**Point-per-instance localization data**
****************
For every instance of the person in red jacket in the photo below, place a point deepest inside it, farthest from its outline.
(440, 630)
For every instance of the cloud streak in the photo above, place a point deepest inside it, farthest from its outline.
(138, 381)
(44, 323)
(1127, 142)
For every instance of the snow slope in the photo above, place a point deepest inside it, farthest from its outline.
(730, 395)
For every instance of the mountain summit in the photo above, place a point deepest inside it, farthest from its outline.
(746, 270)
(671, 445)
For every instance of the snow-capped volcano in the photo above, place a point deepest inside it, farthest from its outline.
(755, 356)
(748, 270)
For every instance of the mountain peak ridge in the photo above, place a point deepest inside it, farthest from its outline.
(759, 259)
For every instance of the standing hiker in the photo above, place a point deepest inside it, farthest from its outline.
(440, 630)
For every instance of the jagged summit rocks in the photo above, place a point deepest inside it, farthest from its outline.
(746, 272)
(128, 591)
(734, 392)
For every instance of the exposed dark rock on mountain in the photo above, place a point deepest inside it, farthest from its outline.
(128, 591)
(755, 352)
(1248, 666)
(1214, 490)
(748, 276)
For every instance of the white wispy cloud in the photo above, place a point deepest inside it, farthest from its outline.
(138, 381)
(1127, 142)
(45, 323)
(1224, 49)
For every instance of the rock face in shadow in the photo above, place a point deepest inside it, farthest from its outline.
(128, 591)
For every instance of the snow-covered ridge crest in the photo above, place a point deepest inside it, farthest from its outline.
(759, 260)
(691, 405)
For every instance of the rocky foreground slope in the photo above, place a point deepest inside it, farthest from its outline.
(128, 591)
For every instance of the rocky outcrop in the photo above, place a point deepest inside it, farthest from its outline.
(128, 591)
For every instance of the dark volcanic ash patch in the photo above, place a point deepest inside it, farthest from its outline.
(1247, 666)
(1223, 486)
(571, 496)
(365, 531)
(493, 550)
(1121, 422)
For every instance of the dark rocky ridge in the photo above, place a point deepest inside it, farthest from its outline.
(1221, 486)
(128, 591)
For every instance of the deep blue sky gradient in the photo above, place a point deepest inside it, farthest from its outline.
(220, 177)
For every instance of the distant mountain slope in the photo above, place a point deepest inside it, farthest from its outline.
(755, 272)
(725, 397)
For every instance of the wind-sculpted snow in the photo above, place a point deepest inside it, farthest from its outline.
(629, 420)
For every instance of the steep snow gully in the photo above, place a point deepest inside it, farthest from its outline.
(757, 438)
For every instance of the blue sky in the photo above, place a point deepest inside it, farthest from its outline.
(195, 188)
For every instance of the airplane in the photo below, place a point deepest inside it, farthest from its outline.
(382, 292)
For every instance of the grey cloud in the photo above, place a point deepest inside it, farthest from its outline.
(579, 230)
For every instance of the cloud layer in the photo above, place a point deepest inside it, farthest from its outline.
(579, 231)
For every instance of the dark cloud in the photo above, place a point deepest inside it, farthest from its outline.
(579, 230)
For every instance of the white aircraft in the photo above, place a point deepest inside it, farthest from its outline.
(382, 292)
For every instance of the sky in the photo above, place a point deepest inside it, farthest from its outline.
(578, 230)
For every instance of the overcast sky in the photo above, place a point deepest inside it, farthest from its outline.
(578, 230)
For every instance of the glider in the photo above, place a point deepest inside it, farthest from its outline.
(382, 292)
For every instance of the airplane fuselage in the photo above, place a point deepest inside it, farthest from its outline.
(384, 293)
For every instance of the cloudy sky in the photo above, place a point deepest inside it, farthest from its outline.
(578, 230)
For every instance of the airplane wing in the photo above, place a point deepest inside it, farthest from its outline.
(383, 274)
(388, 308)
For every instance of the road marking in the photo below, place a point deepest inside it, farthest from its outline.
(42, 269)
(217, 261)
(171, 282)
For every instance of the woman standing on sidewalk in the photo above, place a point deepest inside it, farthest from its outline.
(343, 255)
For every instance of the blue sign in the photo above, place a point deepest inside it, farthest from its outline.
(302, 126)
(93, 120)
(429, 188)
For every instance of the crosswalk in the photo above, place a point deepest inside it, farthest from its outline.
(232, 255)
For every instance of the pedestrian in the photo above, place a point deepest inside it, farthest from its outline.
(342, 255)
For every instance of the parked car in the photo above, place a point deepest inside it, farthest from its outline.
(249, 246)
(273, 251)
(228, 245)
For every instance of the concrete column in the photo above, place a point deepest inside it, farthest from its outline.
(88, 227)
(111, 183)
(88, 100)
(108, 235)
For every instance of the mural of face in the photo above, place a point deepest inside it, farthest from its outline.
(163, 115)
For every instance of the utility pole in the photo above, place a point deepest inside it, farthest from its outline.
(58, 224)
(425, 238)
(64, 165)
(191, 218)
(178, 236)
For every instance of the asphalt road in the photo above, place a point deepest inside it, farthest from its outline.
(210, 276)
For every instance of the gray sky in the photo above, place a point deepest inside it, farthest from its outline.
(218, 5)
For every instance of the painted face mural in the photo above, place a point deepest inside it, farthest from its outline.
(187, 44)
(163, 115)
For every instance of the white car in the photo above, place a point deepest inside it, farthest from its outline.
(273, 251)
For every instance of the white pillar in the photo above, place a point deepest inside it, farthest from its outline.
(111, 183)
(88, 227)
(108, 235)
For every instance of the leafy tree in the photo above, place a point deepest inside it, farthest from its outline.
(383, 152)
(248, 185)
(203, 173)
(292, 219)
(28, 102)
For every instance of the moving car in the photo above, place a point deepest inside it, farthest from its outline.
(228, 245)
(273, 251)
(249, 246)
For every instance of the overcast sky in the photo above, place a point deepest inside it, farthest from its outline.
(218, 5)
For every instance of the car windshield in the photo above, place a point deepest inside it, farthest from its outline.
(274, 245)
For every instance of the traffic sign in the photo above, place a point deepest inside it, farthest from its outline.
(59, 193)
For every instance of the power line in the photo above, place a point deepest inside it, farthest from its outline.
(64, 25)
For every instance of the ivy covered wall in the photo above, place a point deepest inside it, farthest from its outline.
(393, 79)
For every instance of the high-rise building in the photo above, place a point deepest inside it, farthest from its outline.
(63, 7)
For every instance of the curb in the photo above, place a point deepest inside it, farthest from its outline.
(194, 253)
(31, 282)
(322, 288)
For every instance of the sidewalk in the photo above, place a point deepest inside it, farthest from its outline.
****************
**Directions for this task**
Retype the data shown above so that each line matches the original.

**Reply to the task**
For every instance of the person in red jacket in the photo below, place a point deepest inside it, farthest from its outline.
(440, 630)
For every instance of the cloud streak in the photo above, place a point deepest inside it, farthest from its outline.
(138, 381)
(44, 323)
(1127, 142)
For every instance of the snow slope in the photo above, place a point deepest inside it, farthest from its outline.
(730, 395)
For every instance of the mountain summit in the photo above, place a point deepest inside it, farthest from its outline.
(746, 270)
(671, 445)
For every instance of the snow-capped volcano in the photo above, place a point deepest inside it, farthest from its outline.
(755, 356)
(748, 270)
For every instance of the mountain peak ridge in the photo above, place a point deepest inside it, farthest from its outline.
(759, 259)
For every instance of the standing hiker in the photo above, place a point deepest inside it, farthest from its outline.
(440, 630)
For every instance of the jagged summit rocks in the photo above, place a point deepest inside it, farthest from its outline.
(746, 272)
(128, 591)
(734, 392)
For every instance of the exposed dark rock on mountain in the photo above, place a point deepest inside it, farthest from its outline.
(128, 591)
(755, 352)
(1248, 666)
(1214, 490)
(748, 276)
For every instance of the white wispy cloud in the photo above, place a point deepest inside it, farthest from its outline.
(138, 381)
(1127, 142)
(45, 323)
(1224, 49)
For every instance of the rock face in shadow in the photo above, place a point deepest inside it, farthest from its outline.
(128, 591)
For every instance of the snow-covered ridge crest in the photo above, place a point deepest inside it, farthest from its outline.
(759, 260)
(691, 405)
For every instance of the rocky foreground slope in the photo above, place a point deepest inside it, farthest from its outline.
(128, 591)
For every instance of the rocky outcrop in the photo above, place a point deepest inside it, farthest from its outline.
(128, 591)
For every instance of the dark volcanic ash patch in the photo above, place a point deepest inside it, farthest from its outline.
(1247, 666)
(1223, 486)
(571, 496)
(365, 531)
(493, 550)
(1121, 422)
For every instance of the dark rocky ridge in the photo above, place a point deepest inside it, farthest from its outline.
(1221, 486)
(128, 591)
For every instance of the deep blue sky gradient in the photo above, place a point deepest inside it, farthest from its outline.
(220, 177)
For every instance of the distant mountain slope in the photo above, place a point deepest inside it, farthest from its outline.
(755, 272)
(725, 397)
For every instance of the wind-sculpted snow in the photo above, place a point deepest inside it, farthest from its outline.
(629, 420)
For every instance of the steep snow gully in the photo above, place a point deepest inside it, farthest from its outline.
(757, 438)
For every instance of the blue sky in the photo above, place a point deepest inside it, farthest from its outline.
(195, 188)
For every instance of the airplane in the photo below, place a point deepest inside it, farthest from its outline.
(382, 292)
For every instance of the grey cloud in the photo above, place a point deepest inside it, farthest from its outline.
(579, 230)
For every instance of the cloud layer in the photo above, place a point deepest inside it, farthest from its outline.
(579, 231)
For every instance of the dark cloud in the photo above, place a point deepest inside it, farthest from its outline.
(579, 230)
For every instance of the white aircraft in the photo above, place a point deepest inside it, farthest from its outline.
(382, 292)
For every instance of the sky in the photo above, place a point deepest inside it, farthest from its outline.
(578, 230)
For every instance of the overcast sky in the photo above, place a point deepest inside it, farthest from its outline.
(578, 230)
For every instance of the glider in the photo above, place a point deepest inside it, farthest from its outline.
(382, 292)
For every instance of the airplane fuselage in the photo above, place a point deepest inside it, farthest from its outline.
(384, 293)
For every instance of the cloudy sky in the photo above, place a point deepest inside it, farthest from its outline.
(578, 230)
For every instance of the airplane wing in the photo above, place a point deepest inside it, farthest from its outline.
(383, 274)
(388, 308)
For every instance of the road marking in the photo below, place a point deepest inside it, farthest from its outline.
(42, 269)
(217, 261)
(171, 282)
For every instance of the woman standing on sidewalk in the photo above, place a point deepest inside it, farthest from its outline.
(343, 255)
For every instance of the blue sign in the photo above, place a point deepest inside it, farthest from its outline.
(302, 126)
(93, 120)
(429, 188)
For every instance of the crosswalk in the photo above, place a point deepest inside it, farthest from its outline.
(232, 255)
For every instance of the pedestrian in the photo above, place a point deepest inside it, farthest from its outline.
(342, 255)
For every instance of the parked car in the photo above, place a point deepest inside it, farthest from its outline.
(249, 246)
(273, 251)
(228, 245)
For every instance of the concrete column in the photo above, place a point deepest inside it, farthest from its outline.
(88, 227)
(111, 183)
(88, 100)
(108, 235)
For every instance of the mural of face in the photo above, place a point deepest inside it, farthest from its outline.
(163, 115)
For every instance of the utility pole in the photo above, place a point deepest inside it, farthest from its outline.
(58, 224)
(425, 238)
(64, 165)
(191, 218)
(178, 236)
For every instance of the asphalt road in the photo above, place a point deepest inside it, farthest from its outline.
(210, 276)
For every instance of the gray sky in the photo above, place a point deepest inside it, farthest from its outline.
(218, 5)
For every instance of the painted face mural in the photo above, place a point deepest inside it, farthest from its outline.
(187, 44)
(163, 115)
For every instance of the white car in the photo above, place a point deepest inside it, farthest from its outline.
(273, 251)
For every instance of the white pillar in the photo above, place a point deepest inside it, farthest from its outline.
(111, 183)
(88, 227)
(108, 235)
For every instance of the leafy tree in the photo above, place a point deepest inside it, farthest from its outline.
(383, 152)
(248, 185)
(203, 173)
(292, 219)
(28, 102)
For every instance of the moving car in the photo above, place a point deepest inside it, farthest from its outline.
(228, 245)
(273, 251)
(249, 246)
For every instance of the overcast sky in the photo above, place a point deepest inside it, farthest from its outline.
(218, 5)
For every instance of the car windshield in the photo above, place a point deepest inside it, farthest from its outline.
(274, 245)
For every instance of the traffic sign in the photo above, place a point deepest inside it, farthest from its outline.
(59, 193)
For every instance of the power line in the photo above, place a point deepest inside it, farthest from its outline.
(64, 25)
For every instance of the ivy covered wall in the photo above, place a point deepest inside it, farthest from its outline.
(393, 79)
For every instance of the high-rise building in the photo above, place a point deepest inside it, farthest from its outline.
(63, 7)
For every instance of the curb in the photo above, place a point deepest inside it, farthest from its outline.
(194, 253)
(31, 282)
(322, 288)
For every instance of the sidewalk in the photo above, place a point deepest inside it, farthest from its outline.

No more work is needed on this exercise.